### Exercise instructions
List every line of the material that contains the word "garbage". Case counts.
====== Provided material ======
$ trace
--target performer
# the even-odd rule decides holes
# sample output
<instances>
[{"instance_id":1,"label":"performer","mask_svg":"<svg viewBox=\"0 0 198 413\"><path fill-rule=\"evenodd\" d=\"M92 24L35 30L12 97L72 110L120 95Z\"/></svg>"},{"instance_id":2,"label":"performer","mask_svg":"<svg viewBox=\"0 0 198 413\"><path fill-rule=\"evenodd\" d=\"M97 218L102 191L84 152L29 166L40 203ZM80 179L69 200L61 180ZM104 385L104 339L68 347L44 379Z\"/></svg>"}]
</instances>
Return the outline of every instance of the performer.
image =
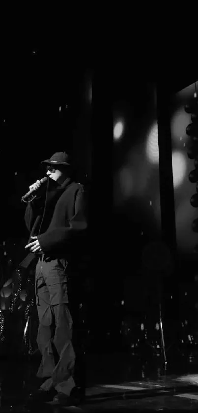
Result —
<instances>
[{"instance_id":1,"label":"performer","mask_svg":"<svg viewBox=\"0 0 198 413\"><path fill-rule=\"evenodd\" d=\"M57 152L41 164L46 166L48 180L47 184L37 181L29 187L38 190L38 194L28 202L26 210L30 237L25 248L38 255L37 342L42 358L37 376L44 382L29 395L29 400L54 400L66 405L77 390L67 281L68 268L74 257L78 259L87 228L85 191L72 179L65 153Z\"/></svg>"}]
</instances>

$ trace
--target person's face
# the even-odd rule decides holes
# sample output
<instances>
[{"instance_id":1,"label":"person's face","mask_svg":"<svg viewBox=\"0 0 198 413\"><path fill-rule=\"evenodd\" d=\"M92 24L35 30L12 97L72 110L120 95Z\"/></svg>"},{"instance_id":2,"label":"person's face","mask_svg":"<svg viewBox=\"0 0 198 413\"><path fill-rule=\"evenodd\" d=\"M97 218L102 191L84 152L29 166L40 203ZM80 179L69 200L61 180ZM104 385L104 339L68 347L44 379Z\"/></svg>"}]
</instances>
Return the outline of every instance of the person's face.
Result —
<instances>
[{"instance_id":1,"label":"person's face","mask_svg":"<svg viewBox=\"0 0 198 413\"><path fill-rule=\"evenodd\" d=\"M47 167L47 175L59 184L61 184L65 179L63 172L58 168L55 167L53 165L48 165Z\"/></svg>"}]
</instances>

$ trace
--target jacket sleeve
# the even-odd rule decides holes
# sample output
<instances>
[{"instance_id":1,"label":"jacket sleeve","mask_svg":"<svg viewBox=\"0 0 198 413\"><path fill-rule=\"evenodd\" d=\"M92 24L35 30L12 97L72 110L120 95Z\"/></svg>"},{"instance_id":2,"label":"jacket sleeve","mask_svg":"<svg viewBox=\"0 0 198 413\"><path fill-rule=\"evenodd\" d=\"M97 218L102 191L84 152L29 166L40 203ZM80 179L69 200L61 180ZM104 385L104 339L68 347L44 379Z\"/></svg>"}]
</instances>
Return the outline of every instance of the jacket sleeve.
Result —
<instances>
[{"instance_id":1,"label":"jacket sleeve","mask_svg":"<svg viewBox=\"0 0 198 413\"><path fill-rule=\"evenodd\" d=\"M25 213L25 221L26 226L30 232L34 223L38 216L42 213L44 200L41 196L28 202Z\"/></svg>"},{"instance_id":2,"label":"jacket sleeve","mask_svg":"<svg viewBox=\"0 0 198 413\"><path fill-rule=\"evenodd\" d=\"M44 253L52 253L67 248L84 236L87 223L85 213L85 200L84 191L77 195L75 214L69 221L69 225L47 230L38 235L38 240Z\"/></svg>"}]
</instances>

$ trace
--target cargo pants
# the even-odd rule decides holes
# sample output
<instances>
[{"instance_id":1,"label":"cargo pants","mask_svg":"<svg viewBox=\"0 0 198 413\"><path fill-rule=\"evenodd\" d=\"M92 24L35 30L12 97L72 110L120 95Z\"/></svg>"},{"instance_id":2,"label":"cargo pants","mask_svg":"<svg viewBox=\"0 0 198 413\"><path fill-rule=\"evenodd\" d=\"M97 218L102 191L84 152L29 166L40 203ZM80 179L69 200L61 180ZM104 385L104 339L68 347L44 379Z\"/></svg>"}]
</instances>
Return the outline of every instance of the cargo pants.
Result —
<instances>
[{"instance_id":1,"label":"cargo pants","mask_svg":"<svg viewBox=\"0 0 198 413\"><path fill-rule=\"evenodd\" d=\"M73 320L69 311L65 258L38 259L35 294L39 324L37 342L42 360L37 376L46 379L41 387L52 387L69 395L75 386L76 355L72 343Z\"/></svg>"}]
</instances>

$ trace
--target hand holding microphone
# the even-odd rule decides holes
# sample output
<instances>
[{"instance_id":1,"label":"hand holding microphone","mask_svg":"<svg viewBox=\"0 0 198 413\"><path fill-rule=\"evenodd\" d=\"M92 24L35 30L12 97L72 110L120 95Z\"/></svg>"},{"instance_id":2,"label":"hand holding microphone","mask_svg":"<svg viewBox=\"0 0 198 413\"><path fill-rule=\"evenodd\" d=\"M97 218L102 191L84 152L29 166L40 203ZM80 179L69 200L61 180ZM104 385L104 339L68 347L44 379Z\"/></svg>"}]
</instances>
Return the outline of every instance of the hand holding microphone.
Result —
<instances>
[{"instance_id":1,"label":"hand holding microphone","mask_svg":"<svg viewBox=\"0 0 198 413\"><path fill-rule=\"evenodd\" d=\"M35 194L36 191L39 189L42 184L43 184L44 182L46 182L47 181L47 180L48 179L47 178L47 176L44 176L44 177L42 178L40 181L37 180L36 182L34 183L34 184L33 184L32 185L30 185L30 187L29 187L29 191L26 194L26 195L24 195L23 196L22 196L21 200L24 201L24 202L27 202L27 198L28 199L28 197L31 195L34 195L34 197L35 197ZM30 200L29 200L31 201L32 199L33 198L31 198Z\"/></svg>"},{"instance_id":2,"label":"hand holding microphone","mask_svg":"<svg viewBox=\"0 0 198 413\"><path fill-rule=\"evenodd\" d=\"M34 184L32 184L32 185L30 185L30 187L29 187L30 191L31 192L32 191L37 191L37 190L38 190L40 188L41 185L41 181L39 181L38 180Z\"/></svg>"}]
</instances>

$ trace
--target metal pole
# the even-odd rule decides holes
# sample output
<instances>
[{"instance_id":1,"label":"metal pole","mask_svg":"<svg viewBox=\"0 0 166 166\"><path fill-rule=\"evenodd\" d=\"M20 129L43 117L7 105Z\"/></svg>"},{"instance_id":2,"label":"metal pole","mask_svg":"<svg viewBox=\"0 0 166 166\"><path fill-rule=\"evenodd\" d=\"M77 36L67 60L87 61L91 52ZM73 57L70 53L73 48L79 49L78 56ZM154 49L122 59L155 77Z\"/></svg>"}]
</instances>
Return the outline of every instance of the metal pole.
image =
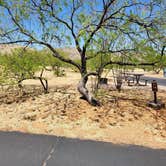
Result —
<instances>
[{"instance_id":1,"label":"metal pole","mask_svg":"<svg viewBox=\"0 0 166 166\"><path fill-rule=\"evenodd\" d=\"M157 93L156 92L154 92L154 103L157 104Z\"/></svg>"}]
</instances>

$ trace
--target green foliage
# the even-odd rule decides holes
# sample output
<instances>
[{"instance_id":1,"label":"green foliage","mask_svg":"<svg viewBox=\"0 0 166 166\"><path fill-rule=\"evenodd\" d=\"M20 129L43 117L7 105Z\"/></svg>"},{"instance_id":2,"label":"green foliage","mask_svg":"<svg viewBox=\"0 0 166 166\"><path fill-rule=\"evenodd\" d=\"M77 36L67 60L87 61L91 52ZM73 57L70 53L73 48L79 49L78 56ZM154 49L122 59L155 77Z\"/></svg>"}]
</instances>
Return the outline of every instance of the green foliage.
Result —
<instances>
[{"instance_id":1,"label":"green foliage","mask_svg":"<svg viewBox=\"0 0 166 166\"><path fill-rule=\"evenodd\" d=\"M6 73L4 77L9 76L14 82L22 82L26 79L32 79L35 72L42 67L40 55L34 50L27 50L25 52L16 49L12 54L2 55L0 65L3 72Z\"/></svg>"}]
</instances>

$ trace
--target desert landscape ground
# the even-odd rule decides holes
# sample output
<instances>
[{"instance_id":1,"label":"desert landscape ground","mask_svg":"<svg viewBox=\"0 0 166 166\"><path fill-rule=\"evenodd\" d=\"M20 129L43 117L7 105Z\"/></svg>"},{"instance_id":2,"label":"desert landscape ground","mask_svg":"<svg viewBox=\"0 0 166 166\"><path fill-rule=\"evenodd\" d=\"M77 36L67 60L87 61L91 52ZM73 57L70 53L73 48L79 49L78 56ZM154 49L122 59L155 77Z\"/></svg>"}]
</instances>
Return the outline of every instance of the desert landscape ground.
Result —
<instances>
[{"instance_id":1,"label":"desert landscape ground","mask_svg":"<svg viewBox=\"0 0 166 166\"><path fill-rule=\"evenodd\" d=\"M0 130L166 148L166 109L146 106L153 99L150 85L124 84L118 92L109 77L108 86L98 93L101 106L93 107L77 92L79 73L67 71L66 76L55 77L47 72L45 76L48 94L34 80L24 82L23 93L1 88ZM159 87L158 98L164 103L165 93Z\"/></svg>"}]
</instances>

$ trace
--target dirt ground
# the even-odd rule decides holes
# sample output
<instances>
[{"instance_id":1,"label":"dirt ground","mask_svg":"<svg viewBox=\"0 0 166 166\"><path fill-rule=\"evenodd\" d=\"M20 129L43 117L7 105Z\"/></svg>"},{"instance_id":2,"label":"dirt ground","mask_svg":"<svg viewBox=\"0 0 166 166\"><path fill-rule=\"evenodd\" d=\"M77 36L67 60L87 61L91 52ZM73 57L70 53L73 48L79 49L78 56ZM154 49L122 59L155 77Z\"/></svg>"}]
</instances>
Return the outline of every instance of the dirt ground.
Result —
<instances>
[{"instance_id":1,"label":"dirt ground","mask_svg":"<svg viewBox=\"0 0 166 166\"><path fill-rule=\"evenodd\" d=\"M98 92L101 106L93 107L79 98L78 73L46 76L48 94L43 94L39 82L33 80L24 82L24 93L1 89L0 130L166 149L166 109L156 111L146 106L153 98L150 86L123 86L117 92L110 78L109 86ZM165 93L159 87L158 98L164 103Z\"/></svg>"}]
</instances>

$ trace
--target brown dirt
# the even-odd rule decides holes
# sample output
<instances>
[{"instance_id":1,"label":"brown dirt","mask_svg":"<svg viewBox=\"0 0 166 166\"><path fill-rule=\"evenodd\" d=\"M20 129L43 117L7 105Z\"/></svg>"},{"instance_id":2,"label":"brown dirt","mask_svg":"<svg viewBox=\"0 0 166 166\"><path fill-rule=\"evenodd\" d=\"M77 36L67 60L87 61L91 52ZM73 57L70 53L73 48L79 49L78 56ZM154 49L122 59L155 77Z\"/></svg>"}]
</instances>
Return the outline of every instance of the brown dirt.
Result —
<instances>
[{"instance_id":1,"label":"brown dirt","mask_svg":"<svg viewBox=\"0 0 166 166\"><path fill-rule=\"evenodd\" d=\"M120 93L111 86L103 88L98 93L102 106L92 107L79 99L78 73L59 78L47 73L47 77L48 94L42 93L36 81L26 81L24 93L1 90L0 130L166 149L166 109L146 106L152 99L150 87L125 87ZM164 103L165 93L159 89Z\"/></svg>"}]
</instances>

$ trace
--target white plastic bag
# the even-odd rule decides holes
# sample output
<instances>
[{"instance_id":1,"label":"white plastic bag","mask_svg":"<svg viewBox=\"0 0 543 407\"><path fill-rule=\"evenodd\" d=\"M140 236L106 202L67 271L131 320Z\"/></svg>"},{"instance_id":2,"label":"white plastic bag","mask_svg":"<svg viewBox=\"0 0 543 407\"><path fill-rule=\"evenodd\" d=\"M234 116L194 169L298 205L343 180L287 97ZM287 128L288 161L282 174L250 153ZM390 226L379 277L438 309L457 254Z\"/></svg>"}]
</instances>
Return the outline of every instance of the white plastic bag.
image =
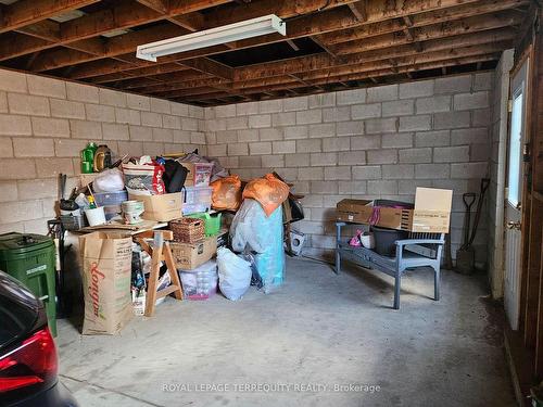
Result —
<instances>
[{"instance_id":1,"label":"white plastic bag","mask_svg":"<svg viewBox=\"0 0 543 407\"><path fill-rule=\"evenodd\" d=\"M118 168L105 169L92 182L94 192L117 192L125 189L123 173Z\"/></svg>"},{"instance_id":2,"label":"white plastic bag","mask_svg":"<svg viewBox=\"0 0 543 407\"><path fill-rule=\"evenodd\" d=\"M231 301L240 300L251 284L251 264L226 247L217 250L218 288Z\"/></svg>"}]
</instances>

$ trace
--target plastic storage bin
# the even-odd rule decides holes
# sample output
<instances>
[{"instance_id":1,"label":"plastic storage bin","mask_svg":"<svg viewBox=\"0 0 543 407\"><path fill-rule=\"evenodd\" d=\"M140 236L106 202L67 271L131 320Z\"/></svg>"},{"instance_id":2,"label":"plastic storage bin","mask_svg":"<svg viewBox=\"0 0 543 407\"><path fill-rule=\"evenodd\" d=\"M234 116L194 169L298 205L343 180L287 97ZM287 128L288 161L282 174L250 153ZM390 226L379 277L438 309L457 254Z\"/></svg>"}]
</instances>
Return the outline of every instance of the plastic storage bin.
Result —
<instances>
[{"instance_id":1,"label":"plastic storage bin","mask_svg":"<svg viewBox=\"0 0 543 407\"><path fill-rule=\"evenodd\" d=\"M182 191L182 214L207 212L211 208L211 187L185 187Z\"/></svg>"},{"instance_id":2,"label":"plastic storage bin","mask_svg":"<svg viewBox=\"0 0 543 407\"><path fill-rule=\"evenodd\" d=\"M217 293L217 262L209 260L193 270L177 271L187 298L207 300Z\"/></svg>"},{"instance_id":3,"label":"plastic storage bin","mask_svg":"<svg viewBox=\"0 0 543 407\"><path fill-rule=\"evenodd\" d=\"M209 212L203 212L201 214L190 214L190 218L203 219L205 222L205 236L216 236L220 230L220 217L222 214L210 214Z\"/></svg>"},{"instance_id":4,"label":"plastic storage bin","mask_svg":"<svg viewBox=\"0 0 543 407\"><path fill-rule=\"evenodd\" d=\"M121 204L128 201L128 192L98 192L94 193L94 202L98 206L103 206L105 213L105 220L121 215L123 212Z\"/></svg>"},{"instance_id":5,"label":"plastic storage bin","mask_svg":"<svg viewBox=\"0 0 543 407\"><path fill-rule=\"evenodd\" d=\"M0 270L21 281L43 302L53 336L56 336L55 254L53 240L46 236L0 234Z\"/></svg>"}]
</instances>

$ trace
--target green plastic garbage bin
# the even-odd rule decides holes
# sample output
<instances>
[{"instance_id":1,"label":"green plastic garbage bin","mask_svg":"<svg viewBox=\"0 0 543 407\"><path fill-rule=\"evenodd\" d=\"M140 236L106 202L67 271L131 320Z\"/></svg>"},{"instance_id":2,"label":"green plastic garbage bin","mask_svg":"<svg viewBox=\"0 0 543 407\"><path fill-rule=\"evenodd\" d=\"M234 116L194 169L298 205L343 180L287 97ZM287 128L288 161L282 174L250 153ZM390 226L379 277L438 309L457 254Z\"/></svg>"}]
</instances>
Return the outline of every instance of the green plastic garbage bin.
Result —
<instances>
[{"instance_id":1,"label":"green plastic garbage bin","mask_svg":"<svg viewBox=\"0 0 543 407\"><path fill-rule=\"evenodd\" d=\"M55 247L40 234L0 234L0 270L25 284L46 305L49 329L56 336Z\"/></svg>"}]
</instances>

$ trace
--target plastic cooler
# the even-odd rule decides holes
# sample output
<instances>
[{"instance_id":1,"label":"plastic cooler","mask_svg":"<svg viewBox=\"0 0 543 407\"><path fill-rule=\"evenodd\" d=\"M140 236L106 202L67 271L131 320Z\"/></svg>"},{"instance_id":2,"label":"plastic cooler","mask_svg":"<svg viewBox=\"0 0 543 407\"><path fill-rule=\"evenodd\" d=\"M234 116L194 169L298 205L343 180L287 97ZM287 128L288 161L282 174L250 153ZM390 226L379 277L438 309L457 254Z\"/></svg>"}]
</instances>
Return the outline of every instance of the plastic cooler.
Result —
<instances>
[{"instance_id":1,"label":"plastic cooler","mask_svg":"<svg viewBox=\"0 0 543 407\"><path fill-rule=\"evenodd\" d=\"M122 207L121 204L128 201L128 192L125 190L117 192L97 192L94 193L94 202L98 206L104 207L105 219L121 215Z\"/></svg>"},{"instance_id":2,"label":"plastic cooler","mask_svg":"<svg viewBox=\"0 0 543 407\"><path fill-rule=\"evenodd\" d=\"M189 300L207 300L217 293L217 262L209 260L192 270L177 270Z\"/></svg>"},{"instance_id":3,"label":"plastic cooler","mask_svg":"<svg viewBox=\"0 0 543 407\"><path fill-rule=\"evenodd\" d=\"M46 236L0 234L0 270L21 281L43 302L53 336L56 336L55 255L54 242Z\"/></svg>"},{"instance_id":4,"label":"plastic cooler","mask_svg":"<svg viewBox=\"0 0 543 407\"><path fill-rule=\"evenodd\" d=\"M207 212L211 208L211 187L185 187L182 191L182 214Z\"/></svg>"}]
</instances>

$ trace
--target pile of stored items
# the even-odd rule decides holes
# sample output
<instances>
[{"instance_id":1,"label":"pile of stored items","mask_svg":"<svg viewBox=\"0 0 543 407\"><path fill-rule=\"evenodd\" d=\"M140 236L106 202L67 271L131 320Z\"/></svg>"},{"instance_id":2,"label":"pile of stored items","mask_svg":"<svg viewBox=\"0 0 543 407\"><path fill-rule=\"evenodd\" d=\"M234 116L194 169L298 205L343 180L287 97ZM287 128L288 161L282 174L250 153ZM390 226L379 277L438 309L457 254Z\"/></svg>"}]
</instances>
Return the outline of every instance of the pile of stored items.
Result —
<instances>
[{"instance_id":1,"label":"pile of stored items","mask_svg":"<svg viewBox=\"0 0 543 407\"><path fill-rule=\"evenodd\" d=\"M117 332L166 295L238 301L282 283L283 227L303 211L277 174L242 182L198 151L112 163L90 143L81 173L60 220L80 234L84 333Z\"/></svg>"}]
</instances>

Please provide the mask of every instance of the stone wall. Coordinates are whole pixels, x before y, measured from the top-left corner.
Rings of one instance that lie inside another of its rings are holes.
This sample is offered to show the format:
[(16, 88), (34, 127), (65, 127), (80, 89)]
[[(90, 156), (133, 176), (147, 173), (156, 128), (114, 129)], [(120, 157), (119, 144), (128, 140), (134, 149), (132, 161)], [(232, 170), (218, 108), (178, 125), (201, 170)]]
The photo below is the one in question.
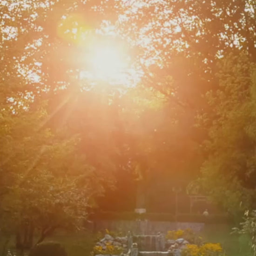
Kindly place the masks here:
[(179, 229), (184, 229), (189, 228), (195, 232), (199, 232), (204, 228), (204, 223), (97, 220), (88, 223), (87, 227), (94, 231), (102, 231), (108, 229), (111, 231), (121, 231), (125, 233), (130, 231), (133, 234), (137, 235), (151, 235), (156, 234), (158, 232), (165, 233), (168, 230)]

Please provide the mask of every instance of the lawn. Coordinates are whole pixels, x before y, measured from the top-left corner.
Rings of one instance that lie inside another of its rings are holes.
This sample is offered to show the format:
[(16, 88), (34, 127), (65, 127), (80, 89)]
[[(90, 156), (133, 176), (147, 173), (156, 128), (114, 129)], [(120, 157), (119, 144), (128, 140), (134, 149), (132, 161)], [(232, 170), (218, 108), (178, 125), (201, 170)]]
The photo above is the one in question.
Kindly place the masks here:
[(245, 235), (230, 234), (233, 227), (229, 225), (208, 224), (201, 235), (207, 242), (221, 243), (227, 256), (252, 256), (249, 238)]
[[(207, 242), (220, 243), (227, 256), (252, 256), (248, 237), (230, 234), (231, 228), (227, 225), (207, 225), (200, 235)], [(88, 231), (73, 234), (58, 233), (47, 240), (61, 243), (65, 246), (68, 256), (89, 256), (98, 239), (98, 234)], [(13, 242), (9, 243), (11, 247)]]

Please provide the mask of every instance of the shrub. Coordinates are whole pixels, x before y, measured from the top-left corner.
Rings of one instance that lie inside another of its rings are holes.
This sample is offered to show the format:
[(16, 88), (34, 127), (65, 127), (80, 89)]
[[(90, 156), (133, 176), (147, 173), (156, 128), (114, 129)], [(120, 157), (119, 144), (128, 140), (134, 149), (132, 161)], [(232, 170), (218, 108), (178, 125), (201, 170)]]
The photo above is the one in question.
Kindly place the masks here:
[[(174, 222), (175, 216), (170, 213), (146, 213), (140, 214), (133, 212), (99, 212), (90, 215), (91, 220), (133, 220), (147, 219), (153, 221), (166, 221)], [(179, 214), (177, 221), (180, 222), (204, 222), (209, 223), (227, 223), (230, 222), (228, 216), (222, 215), (210, 215), (204, 216), (202, 214)]]
[(93, 248), (93, 254), (94, 255), (97, 254), (119, 255), (123, 251), (123, 249), (122, 247), (113, 245), (110, 243), (106, 244), (106, 248), (103, 248), (103, 246), (100, 245), (95, 245)]
[(67, 256), (64, 247), (55, 242), (40, 243), (34, 246), (29, 253), (29, 256)]
[(168, 231), (166, 236), (167, 239), (176, 240), (182, 238), (190, 243), (201, 245), (203, 243), (202, 238), (198, 236), (191, 229), (186, 229), (184, 230)]
[(224, 256), (219, 243), (207, 243), (201, 246), (187, 244), (182, 251), (182, 256)]

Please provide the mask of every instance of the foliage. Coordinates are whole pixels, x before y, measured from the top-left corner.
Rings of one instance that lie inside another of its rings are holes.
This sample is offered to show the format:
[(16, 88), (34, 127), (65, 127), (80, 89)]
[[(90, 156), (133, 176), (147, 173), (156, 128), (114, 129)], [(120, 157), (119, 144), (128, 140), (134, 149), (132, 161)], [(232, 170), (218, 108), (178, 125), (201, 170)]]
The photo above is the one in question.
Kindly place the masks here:
[(233, 232), (249, 236), (249, 245), (256, 255), (256, 210), (246, 211), (243, 219), (239, 228), (233, 228)]
[(201, 245), (203, 243), (202, 237), (198, 236), (190, 229), (168, 231), (167, 232), (165, 237), (167, 239), (171, 240), (182, 238), (190, 243), (195, 244), (197, 245)]
[[(90, 215), (92, 220), (148, 220), (150, 221), (175, 222), (175, 216), (168, 213), (146, 213), (138, 214), (134, 212), (99, 212)], [(227, 215), (210, 215), (205, 217), (202, 214), (178, 214), (177, 219), (181, 222), (197, 222), (204, 223), (228, 223), (231, 219)]]
[(32, 248), (29, 253), (29, 256), (67, 256), (67, 252), (64, 247), (59, 243), (55, 242), (45, 242), (37, 244)]
[(234, 217), (255, 203), (254, 68), (243, 53), (221, 60), (219, 87), (207, 94), (208, 113), (199, 117), (209, 135), (202, 144), (206, 160), (200, 182)]
[(219, 243), (207, 243), (198, 246), (187, 244), (182, 250), (182, 256), (222, 256), (223, 249)]
[(100, 245), (95, 245), (93, 248), (93, 252), (94, 255), (97, 254), (119, 255), (123, 251), (122, 247), (107, 243), (105, 248)]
======
### Written response
--target green plastic garbage bin
[{"instance_id":1,"label":"green plastic garbage bin","mask_svg":"<svg viewBox=\"0 0 543 407\"><path fill-rule=\"evenodd\" d=\"M140 236L106 202L67 271L131 320Z\"/></svg>"},{"instance_id":2,"label":"green plastic garbage bin","mask_svg":"<svg viewBox=\"0 0 543 407\"><path fill-rule=\"evenodd\" d=\"M234 116L194 169L298 205L343 180L287 97ZM287 128L288 161L282 174L250 153ZM390 226L379 277L438 309L457 254Z\"/></svg>"}]
Return the outline of every instance of the green plastic garbage bin.
[{"instance_id":1,"label":"green plastic garbage bin","mask_svg":"<svg viewBox=\"0 0 543 407\"><path fill-rule=\"evenodd\" d=\"M55 247L40 234L0 234L0 270L25 284L46 305L49 329L56 336Z\"/></svg>"}]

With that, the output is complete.